** Opening Supplied information block **

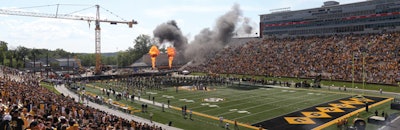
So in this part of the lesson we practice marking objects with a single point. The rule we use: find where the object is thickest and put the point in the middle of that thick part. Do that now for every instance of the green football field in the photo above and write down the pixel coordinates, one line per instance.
(246, 104)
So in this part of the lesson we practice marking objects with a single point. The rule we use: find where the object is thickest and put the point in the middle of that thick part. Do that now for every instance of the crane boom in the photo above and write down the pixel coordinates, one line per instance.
(76, 17)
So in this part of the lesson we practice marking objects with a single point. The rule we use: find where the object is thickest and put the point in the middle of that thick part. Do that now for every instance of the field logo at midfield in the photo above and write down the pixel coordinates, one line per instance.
(299, 120)
(213, 99)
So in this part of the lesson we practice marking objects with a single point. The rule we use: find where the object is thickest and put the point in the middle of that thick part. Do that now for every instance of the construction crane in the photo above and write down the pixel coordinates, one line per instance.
(81, 69)
(96, 19)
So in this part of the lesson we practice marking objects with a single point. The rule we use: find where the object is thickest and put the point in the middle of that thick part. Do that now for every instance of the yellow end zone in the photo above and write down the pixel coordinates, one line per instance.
(315, 115)
(350, 114)
(329, 109)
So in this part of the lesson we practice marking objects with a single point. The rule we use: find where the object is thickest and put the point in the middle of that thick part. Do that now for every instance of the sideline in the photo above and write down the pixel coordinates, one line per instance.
(195, 113)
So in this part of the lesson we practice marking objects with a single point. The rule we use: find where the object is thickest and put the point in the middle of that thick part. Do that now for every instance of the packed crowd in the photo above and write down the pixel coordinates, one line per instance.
(24, 104)
(330, 56)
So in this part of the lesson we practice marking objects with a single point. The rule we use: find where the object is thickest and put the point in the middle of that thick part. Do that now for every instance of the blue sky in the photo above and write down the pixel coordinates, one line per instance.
(76, 36)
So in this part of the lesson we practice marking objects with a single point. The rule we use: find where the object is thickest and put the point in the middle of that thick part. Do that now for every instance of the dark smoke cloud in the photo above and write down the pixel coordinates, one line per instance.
(208, 42)
(245, 26)
(170, 32)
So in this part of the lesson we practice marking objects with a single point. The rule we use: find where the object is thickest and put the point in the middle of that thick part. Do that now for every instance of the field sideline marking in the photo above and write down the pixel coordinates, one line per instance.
(216, 118)
(207, 116)
(350, 114)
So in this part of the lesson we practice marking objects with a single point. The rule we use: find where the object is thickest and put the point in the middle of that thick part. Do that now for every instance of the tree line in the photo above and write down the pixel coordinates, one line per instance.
(17, 57)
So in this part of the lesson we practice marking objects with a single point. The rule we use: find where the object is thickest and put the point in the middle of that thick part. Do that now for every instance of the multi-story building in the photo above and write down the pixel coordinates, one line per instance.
(371, 16)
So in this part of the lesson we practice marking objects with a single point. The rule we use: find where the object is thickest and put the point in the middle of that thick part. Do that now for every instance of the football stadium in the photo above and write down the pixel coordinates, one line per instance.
(333, 67)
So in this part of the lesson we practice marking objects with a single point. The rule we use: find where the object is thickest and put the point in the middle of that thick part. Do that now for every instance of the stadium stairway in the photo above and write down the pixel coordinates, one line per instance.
(65, 91)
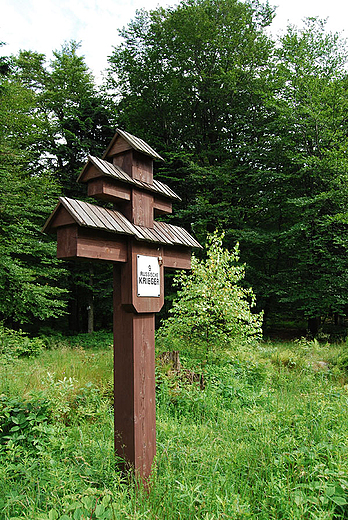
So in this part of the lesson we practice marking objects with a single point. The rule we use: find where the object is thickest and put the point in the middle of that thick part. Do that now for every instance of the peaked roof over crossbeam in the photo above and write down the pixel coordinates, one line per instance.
(135, 142)
(115, 172)
(95, 217)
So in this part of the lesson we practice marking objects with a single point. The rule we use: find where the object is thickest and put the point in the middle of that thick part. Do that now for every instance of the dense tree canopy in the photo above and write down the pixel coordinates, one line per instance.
(254, 132)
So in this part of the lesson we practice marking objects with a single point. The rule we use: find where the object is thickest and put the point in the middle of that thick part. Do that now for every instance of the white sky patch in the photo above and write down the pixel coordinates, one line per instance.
(44, 25)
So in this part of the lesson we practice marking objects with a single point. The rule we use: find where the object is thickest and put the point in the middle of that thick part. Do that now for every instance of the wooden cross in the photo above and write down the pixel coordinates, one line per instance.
(140, 248)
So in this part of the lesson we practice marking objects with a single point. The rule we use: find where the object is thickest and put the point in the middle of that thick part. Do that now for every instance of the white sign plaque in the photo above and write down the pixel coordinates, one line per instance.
(148, 276)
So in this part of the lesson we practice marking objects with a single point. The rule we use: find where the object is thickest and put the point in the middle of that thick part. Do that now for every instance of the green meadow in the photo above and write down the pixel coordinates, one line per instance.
(258, 432)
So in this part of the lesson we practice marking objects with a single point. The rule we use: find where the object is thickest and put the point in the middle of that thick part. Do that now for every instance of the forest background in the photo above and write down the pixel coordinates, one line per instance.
(254, 135)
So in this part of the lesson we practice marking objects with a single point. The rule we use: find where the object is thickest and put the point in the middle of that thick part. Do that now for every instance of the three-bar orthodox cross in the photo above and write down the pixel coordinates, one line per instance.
(139, 248)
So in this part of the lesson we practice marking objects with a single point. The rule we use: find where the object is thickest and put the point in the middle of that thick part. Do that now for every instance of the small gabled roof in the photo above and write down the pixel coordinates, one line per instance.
(135, 142)
(114, 171)
(95, 217)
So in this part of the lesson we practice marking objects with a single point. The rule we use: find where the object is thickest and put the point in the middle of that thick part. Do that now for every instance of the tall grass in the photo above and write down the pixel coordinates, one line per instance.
(266, 438)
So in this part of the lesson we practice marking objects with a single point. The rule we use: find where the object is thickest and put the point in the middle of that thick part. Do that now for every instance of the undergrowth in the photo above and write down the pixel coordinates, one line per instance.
(261, 433)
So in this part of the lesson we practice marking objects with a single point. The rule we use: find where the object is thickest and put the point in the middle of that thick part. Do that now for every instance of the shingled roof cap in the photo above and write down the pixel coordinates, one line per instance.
(135, 142)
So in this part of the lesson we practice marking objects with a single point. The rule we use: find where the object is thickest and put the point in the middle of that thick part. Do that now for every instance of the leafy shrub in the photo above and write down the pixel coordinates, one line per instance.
(23, 423)
(212, 308)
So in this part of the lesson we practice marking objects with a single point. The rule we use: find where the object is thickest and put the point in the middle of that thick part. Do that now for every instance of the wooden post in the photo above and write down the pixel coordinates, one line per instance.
(139, 248)
(134, 384)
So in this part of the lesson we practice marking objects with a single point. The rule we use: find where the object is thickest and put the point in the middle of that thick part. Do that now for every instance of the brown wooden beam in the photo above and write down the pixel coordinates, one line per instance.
(77, 242)
(108, 190)
(177, 257)
(134, 384)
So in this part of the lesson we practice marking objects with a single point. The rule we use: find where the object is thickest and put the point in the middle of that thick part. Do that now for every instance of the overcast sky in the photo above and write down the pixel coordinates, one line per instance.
(44, 25)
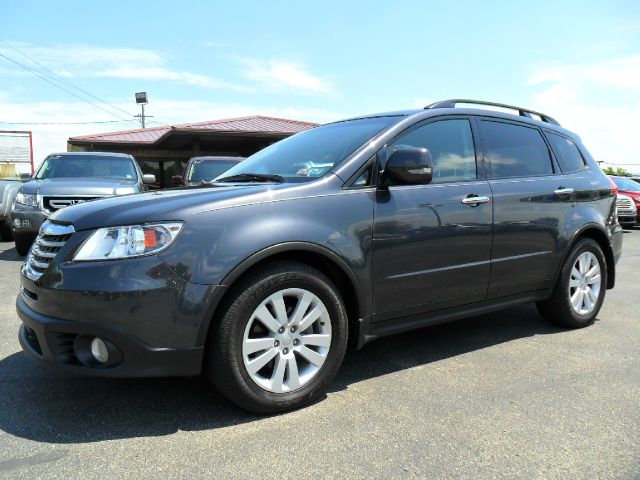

** Closing Supplied information block **

Here the job is to print all the data exactly, skipping any image.

Exercise solution:
So in this part of the lesson we practice marking objects with a single point. The rule we use: find where the object is thickest and put the point in the middle of that thick part. Do that now for every instance of the green football field in the photo above and write down the pixel coordinates, one line per instance.
(246, 104)
So in this part of the lesson we practice marking objects with a single point. The rule we use: find where the object is thickest and put the point in the middle of that thick part. Do that now for every instance of the crane boom in the photo above and write down the pixel coordinates, one line per instance.
(76, 17)
So in this part of the lesson we practice marking objects with a single point. The rule we use: find where the object is thickest and put the point in the middle of that thick part. Do that now for every instance of the field logo at midfield in the photo above and write down the pixel coordinates, one line per instance.
(299, 120)
(213, 99)
So in this part of the lesson we practice marking objects with a single point. The rule we use: find where the object is thickest and put the point in the middle of that thick part. Do that now for every instance of the construction crane in the photo above and write down the pixel coordinates, one line per instance.
(81, 69)
(96, 19)
So in this part of the lesson we practice marking objects with a single point. The rule we use: find where the object is thickest and put the point in the middle of that thick part. Do that now for every instance of the yellow end zone in the photo above and write down the pixel coordinates, one line per instance.
(315, 115)
(350, 114)
(329, 109)
So in this part of the lesson we practice marking objects with a single point. The rule we use: find where the object is thickest and put the point in the middle of that thick part. Do that now for every instance of the sideline in the photo above and write down the pixel coordinates, one line per instance.
(195, 113)
So in this part of the lesson we practice marking objects with a single point. The rule we use: find where the object is thickest and put the point in the middle of that thick part. Do that now for every instance of the packed crowd in the photo above and write down the pixel coordinates, one line per instance.
(24, 104)
(330, 56)
So in this part of the lesson we practice marking objects with a single point. The rule we use: find where the object is thickest and put the point in the middle of that thick part. Do that now for every instance of the blue sky in the photo above and write down the pixel coordinates, one line per instance.
(76, 36)
So in this part of the lesson we practice marking objects with a single point. The rule we use: find where the object is thickest and put the point in the middle of that thick part. Do that now for every instance of the dark smoke cloud in the photo above and write down the pixel coordinates, one line per instance.
(208, 42)
(245, 26)
(170, 32)
So in this part of the lesson we practice marking objects with a single point. The rule we use: find where the object is thickest and put the point in the middle of that thick part. Do that now for every instance of the field sideline marking in the photo above and write down the pixel coordinates, one line per instance.
(216, 118)
(207, 116)
(350, 114)
So in this part of the lesson we practice marking objects with a single point. The rule we use: find where the object is thickest and put the point in the middle of that thick part. Do that now for every instance of the tree line in the photo above and write down the pixel coordinates, one line per instance.
(17, 57)
So in this part of the lesson we practice marking objects with a single point. The rule we use: find where the object is thickest and put the point in the middle of that thick part. Do that now for every instance of the multi-story building in the photo above and write down the pixel coordinates, one line per instance.
(371, 16)
So in this part of the lesson we practice marking objects with a single point. The rule we use: find where the object is thickest and put the point in the middle of that thick part. Do that now for every instance of the football stadium in the photo above and write down the pixel coordinates, one line per instance.
(333, 67)
So in this part of the lesson we practice marking objects with a single point. The rule we use: find where the object is thickest and put the point in the middle of that thick part. Do that now for every instance of the stadium stairway in the photo above and write down the pixel coordinates, one line per instance.
(65, 91)
So in this part of the lesson we practice marking objects with a single point. The rule we use: find where the object is thickest and put the point in the middle of that thick part. Do that now for every instance of the peaked roof over crossbeam in the photo above and write down the pixel coordinates, one line per instance.
(135, 142)
(115, 172)
(95, 217)
So in this part of the lesson we practice marking objects with a single point. The rule we use: find where the object is thickest and put the point in the middle of that thick part. Do that now for every instance of the dense tree canopy in the photo above and write down the pixel coordinates, one line per instance.
(254, 132)
So in this part of the lesson we practice marking objects with a single point. The rule we use: find where the object is thickest and put the point in the middle of that thick part. Do that now for every instance of the white sky patch in the photo above and write down the pixel coordinates, one line per instance.
(44, 25)
So in this part of the lesson we practice marking objects with a single point. The rule we use: find where the object is thickest and put the point in the middle of that thick part. Do that now for every instance of the wooden cross in the photo above and write down the pixel coordinates, one line per instance.
(140, 248)
So in this part of the lesson we practice marking objects with a single point. The rule we use: find where the object is thickest and put the point in the middle of that thick part. Do that now for every instance of the white sign plaque in the photo above and write down the pixel coordinates, one line per instance.
(148, 276)
So in this part of the lesson we practice marking objects with a single point. The rule we use: find where the object is thickest and put the point in the middle of that thick part. Do that now for every instance of the green meadow in the photo above and write down the pixel coordinates, one line per instance.
(258, 432)
So in this part of the lesson we practice marking objects with a single point. The rule we use: find where the object is thickest and put the point in the middle of that thick part. Do that now for every instance of the forest background in the photo above and write down the pixel coordinates, one line per instance.
(254, 135)
So in this part of the lesson we practice marking objects with a single point. The rule we use: find where the object is thickest and put the point in the middle of that thick part. Do that now for every instance of the three-bar orthodox cross in the photo above and write down the pixel coordinates, one line per instance.
(139, 248)
So in this part of the lesson we practice marking objects with a single point. The rule we use: find where the object is thickest and put the point in the middle of that thick part. Do that now for every instance of the small gabled roof in the photo above and write down the pixel coordinates, one line per instance.
(135, 142)
(114, 171)
(95, 217)
So in this part of the lesson we practice marking objects with a single point. The rule we use: find where the object is thickest and put the point in the middle of that thick part. Do that now for every instance of the tall grass in the photo above and write down the pixel coordinates, one line per instance.
(266, 438)
So in this part of the lesson we practice marking objects with a single point. The rule we use: find where the object is thickest and put the point in the middle of that thick part. Do that now for every instance of the undergrowth in the photo above and write down the pixel coordinates, one line per instance.
(261, 433)
So in this part of the lesson we practice marking objects with a single point. The rule we use: find where the object is thickest and put the point in the middle of that thick part. Do that now for every instance of the shingled roof cap in the photo above and write down the pixel coordinates, one line per instance.
(135, 142)
So in this part of the lesson we practice marking objects with a single point. The rule we use: find where the object is thickest and put the point in the middle of that thick part. Do that now for every instance of the leafy shrub in the photo above and write down the pixel coordinates, one line per instance.
(23, 423)
(212, 308)
So in this part of the lesson we practice marking objects with a single point. The rule we use: find where the object is thickest and put the point in the middle of that thick part. Do that now for every instance of the wooden post in the photo above and write down the pixel coordinates, one line per instance.
(139, 248)
(134, 384)
So in this part of the lesson we practice marking objects with a single point. The rule we use: find where the object is thickest and put the point in the middle of that thick part. Do that now for every instance of the brown wooden beam in the photo above and write down the pixel coordinates, one line per instance.
(77, 242)
(108, 190)
(177, 257)
(134, 384)
So in this part of the lesson we practice marking objects with a single point. The rule we use: find where the object is thickest and put the point in the middle of that thick part. Do that now for every instance of the overcast sky in the photo above and write down the pixel coordinates, one line per instance.
(44, 25)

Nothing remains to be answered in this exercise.